**Exercise**.
In the records that follow, show each line where the word "collar" is present.

**The data**.
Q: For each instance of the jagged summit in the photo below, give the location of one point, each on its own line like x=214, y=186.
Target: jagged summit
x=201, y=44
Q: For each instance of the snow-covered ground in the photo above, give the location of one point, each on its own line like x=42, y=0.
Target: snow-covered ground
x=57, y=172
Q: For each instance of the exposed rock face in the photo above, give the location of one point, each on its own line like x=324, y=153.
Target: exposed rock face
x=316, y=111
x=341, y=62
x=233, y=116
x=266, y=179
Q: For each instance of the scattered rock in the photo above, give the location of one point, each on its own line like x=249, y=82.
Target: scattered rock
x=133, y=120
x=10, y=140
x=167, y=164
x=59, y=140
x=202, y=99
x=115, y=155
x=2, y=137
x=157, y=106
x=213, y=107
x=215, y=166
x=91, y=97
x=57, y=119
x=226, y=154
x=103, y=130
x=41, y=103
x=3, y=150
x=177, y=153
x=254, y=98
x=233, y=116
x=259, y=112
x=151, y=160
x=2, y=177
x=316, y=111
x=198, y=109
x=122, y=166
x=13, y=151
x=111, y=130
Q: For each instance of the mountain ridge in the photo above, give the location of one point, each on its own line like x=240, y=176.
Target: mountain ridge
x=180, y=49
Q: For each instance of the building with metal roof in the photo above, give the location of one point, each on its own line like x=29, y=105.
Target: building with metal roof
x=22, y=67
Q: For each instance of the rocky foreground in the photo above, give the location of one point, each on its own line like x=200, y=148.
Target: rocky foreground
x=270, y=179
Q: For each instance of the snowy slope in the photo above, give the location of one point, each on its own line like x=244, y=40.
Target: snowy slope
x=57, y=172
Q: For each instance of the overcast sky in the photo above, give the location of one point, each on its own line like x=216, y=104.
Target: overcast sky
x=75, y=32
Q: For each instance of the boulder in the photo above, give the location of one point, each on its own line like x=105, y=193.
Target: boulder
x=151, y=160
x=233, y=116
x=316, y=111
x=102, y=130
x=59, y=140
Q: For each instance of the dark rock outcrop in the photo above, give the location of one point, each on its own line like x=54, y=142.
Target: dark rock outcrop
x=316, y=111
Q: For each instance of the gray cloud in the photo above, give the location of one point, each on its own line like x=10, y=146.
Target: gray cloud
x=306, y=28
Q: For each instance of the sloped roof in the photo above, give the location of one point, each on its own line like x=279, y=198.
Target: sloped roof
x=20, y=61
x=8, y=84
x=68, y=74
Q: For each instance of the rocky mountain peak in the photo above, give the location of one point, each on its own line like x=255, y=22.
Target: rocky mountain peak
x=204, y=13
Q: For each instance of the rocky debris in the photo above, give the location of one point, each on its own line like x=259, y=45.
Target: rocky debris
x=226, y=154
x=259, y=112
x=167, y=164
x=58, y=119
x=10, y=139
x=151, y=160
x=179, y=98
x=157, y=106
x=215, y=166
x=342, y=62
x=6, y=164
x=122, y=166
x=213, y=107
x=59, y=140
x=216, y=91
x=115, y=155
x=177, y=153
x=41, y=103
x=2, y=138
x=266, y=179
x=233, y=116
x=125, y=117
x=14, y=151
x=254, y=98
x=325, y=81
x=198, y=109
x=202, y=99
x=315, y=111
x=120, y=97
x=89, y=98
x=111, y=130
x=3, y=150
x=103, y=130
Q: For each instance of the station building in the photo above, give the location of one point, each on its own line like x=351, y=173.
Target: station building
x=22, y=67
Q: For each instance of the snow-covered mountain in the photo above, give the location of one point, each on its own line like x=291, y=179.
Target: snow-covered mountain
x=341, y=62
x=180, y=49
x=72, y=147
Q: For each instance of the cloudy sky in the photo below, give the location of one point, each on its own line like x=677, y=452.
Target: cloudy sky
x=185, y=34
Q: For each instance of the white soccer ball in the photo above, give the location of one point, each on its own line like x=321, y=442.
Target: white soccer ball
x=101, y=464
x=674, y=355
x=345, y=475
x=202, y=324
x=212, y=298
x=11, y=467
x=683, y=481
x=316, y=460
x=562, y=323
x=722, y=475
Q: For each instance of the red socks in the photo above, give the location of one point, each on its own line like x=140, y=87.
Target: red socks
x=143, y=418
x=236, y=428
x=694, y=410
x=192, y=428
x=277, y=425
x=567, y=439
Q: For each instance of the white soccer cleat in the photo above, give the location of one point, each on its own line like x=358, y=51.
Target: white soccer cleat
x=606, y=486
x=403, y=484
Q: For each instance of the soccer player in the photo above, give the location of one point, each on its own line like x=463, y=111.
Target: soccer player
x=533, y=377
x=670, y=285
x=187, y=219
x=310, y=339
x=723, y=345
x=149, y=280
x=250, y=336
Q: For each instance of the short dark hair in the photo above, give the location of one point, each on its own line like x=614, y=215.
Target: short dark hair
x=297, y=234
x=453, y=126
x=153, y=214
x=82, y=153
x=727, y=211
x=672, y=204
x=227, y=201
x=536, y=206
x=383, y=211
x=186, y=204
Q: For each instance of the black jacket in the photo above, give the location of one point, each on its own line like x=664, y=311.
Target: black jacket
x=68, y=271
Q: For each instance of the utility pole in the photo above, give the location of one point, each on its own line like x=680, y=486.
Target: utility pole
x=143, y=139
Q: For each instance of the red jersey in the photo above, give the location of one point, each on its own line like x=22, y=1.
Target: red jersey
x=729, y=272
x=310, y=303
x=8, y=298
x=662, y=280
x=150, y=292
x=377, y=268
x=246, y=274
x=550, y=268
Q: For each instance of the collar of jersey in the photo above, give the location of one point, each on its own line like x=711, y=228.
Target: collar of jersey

**Task solution**.
Q: For each instance of the collar of jersey in the photo above, give the location of one point, each on its own line like x=711, y=228.
Target: collar of jersey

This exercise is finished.